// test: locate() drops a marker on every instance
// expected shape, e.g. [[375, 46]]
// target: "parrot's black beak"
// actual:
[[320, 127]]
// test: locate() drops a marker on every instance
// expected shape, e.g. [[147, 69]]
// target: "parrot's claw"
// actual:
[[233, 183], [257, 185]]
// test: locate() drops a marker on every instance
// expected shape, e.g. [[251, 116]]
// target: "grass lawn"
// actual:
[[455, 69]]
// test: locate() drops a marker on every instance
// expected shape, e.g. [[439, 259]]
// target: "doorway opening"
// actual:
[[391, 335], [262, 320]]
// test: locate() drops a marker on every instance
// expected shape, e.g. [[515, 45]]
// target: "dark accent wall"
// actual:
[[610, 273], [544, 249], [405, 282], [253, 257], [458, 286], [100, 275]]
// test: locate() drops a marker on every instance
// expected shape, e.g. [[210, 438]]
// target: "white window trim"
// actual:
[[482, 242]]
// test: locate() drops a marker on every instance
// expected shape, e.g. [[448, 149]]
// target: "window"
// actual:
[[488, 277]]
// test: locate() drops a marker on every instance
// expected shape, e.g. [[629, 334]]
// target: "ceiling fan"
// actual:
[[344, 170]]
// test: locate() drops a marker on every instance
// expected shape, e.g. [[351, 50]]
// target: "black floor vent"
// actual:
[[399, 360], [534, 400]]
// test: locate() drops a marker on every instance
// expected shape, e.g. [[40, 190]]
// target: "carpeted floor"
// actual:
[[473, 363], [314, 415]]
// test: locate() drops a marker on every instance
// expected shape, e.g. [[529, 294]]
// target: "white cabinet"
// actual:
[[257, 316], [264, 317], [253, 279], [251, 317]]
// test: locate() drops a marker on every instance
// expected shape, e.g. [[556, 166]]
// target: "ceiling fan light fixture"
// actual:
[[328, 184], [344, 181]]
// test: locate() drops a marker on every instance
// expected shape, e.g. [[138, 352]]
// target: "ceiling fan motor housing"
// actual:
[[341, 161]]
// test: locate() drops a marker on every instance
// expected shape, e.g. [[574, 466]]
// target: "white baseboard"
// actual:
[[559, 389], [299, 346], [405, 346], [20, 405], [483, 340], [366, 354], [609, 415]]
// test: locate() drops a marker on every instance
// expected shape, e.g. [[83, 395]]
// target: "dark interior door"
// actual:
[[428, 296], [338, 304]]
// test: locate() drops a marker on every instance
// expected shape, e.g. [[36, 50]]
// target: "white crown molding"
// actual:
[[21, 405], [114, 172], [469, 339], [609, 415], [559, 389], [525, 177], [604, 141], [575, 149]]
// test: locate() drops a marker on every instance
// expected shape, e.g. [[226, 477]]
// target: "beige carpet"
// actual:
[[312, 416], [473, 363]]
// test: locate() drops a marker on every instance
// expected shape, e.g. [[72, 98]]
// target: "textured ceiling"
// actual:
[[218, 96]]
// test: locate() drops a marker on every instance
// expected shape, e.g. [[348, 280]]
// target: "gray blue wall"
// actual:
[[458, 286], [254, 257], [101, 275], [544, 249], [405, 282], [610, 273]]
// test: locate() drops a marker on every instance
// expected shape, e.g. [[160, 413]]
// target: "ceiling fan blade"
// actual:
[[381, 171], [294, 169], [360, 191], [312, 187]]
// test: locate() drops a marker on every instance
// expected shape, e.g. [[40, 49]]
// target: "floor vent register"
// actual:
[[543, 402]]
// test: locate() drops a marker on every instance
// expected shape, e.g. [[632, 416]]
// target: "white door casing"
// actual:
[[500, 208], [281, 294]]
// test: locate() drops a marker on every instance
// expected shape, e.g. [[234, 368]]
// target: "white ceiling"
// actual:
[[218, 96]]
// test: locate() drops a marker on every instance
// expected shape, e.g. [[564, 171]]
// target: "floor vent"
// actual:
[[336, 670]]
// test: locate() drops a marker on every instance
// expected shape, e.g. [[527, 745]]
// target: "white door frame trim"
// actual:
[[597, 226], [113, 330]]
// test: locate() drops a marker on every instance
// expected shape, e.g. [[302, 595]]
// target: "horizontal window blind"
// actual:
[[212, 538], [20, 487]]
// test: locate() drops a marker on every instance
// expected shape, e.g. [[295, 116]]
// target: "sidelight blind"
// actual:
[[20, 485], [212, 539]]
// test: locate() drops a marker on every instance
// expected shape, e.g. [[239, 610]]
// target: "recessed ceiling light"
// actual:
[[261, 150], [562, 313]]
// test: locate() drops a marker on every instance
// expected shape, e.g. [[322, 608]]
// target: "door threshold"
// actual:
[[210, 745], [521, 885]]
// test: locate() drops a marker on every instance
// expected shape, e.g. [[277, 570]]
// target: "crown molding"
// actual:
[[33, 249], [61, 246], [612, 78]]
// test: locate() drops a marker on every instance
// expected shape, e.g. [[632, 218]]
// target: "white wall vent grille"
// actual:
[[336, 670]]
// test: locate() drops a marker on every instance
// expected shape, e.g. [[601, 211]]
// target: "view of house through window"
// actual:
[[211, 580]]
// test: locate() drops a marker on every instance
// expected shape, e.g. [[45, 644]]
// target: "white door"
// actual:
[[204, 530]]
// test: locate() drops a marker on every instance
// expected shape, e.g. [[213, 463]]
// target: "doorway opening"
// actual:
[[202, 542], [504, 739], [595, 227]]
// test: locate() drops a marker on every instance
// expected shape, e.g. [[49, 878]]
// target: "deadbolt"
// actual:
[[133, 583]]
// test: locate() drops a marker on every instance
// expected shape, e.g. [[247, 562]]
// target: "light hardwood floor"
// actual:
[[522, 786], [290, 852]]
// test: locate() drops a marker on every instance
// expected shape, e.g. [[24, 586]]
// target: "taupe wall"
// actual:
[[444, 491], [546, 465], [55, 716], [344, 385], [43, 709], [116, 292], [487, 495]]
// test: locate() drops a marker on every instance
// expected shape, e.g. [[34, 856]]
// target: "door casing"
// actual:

### SHORT EXERCISE
Copy the listing from its opening line down to and including the line containing "[[344, 170]]".

### SOLUTION FOR THIS EXERCISE
// test: locate() drops a marker on every instance
// expected shape, e.g. [[375, 46]]
// target: "parrot's black beak"
// actual:
[[320, 127]]
// test: locate() drops a marker on every instance
// expected shape, e.g. [[147, 69]]
// target: "parrot's claw"
// actual:
[[233, 183], [257, 185]]
// test: locate() drops a marker on every instance
// expected shape, e.g. [[251, 116]]
// target: "grass lawn"
// actual:
[[455, 69]]
// test: locate() drops a marker on every instance
// expected shape, e.g. [[439, 259]]
// target: "doorway opening"
// actual:
[[391, 335], [262, 320]]
// test: locate() drops a marker on every instance
// expected shape, e.g. [[515, 45]]
// target: "dark accent wall"
// actual:
[[610, 273], [544, 249], [405, 282], [253, 257], [458, 286], [100, 275]]
// test: locate() drops a marker on every instance
// expected shape, e.g. [[210, 438]]
// target: "white window trim"
// actual:
[[482, 242]]
// test: locate() drops a marker on every instance
// expected shape, e.g. [[448, 149]]
// target: "window"
// actual:
[[488, 277]]
// test: locate() drops a marker on every instance
// expected shape, e.g. [[629, 334]]
// target: "ceiling fan"
// actual:
[[344, 170]]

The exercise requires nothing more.